» Problem
Below are the records; count how many of their lines hold the string "Target" and give the number alone.

» Exercise data
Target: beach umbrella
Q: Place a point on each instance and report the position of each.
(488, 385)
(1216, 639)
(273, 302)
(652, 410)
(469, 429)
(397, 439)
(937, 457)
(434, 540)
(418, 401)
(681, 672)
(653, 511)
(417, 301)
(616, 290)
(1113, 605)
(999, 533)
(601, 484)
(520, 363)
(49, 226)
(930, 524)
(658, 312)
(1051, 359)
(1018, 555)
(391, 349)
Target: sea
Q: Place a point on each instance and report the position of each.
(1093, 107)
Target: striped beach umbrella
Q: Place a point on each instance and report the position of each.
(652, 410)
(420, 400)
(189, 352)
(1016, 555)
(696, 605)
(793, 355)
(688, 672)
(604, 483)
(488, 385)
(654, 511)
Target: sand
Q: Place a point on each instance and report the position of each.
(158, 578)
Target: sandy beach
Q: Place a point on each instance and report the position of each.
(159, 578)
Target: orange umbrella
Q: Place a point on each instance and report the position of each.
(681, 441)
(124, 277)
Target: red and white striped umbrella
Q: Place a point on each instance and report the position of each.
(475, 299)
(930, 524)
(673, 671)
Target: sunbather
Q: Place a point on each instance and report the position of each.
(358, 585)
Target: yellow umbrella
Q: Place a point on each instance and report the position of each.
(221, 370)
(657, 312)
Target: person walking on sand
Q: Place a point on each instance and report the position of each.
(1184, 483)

» Response area
10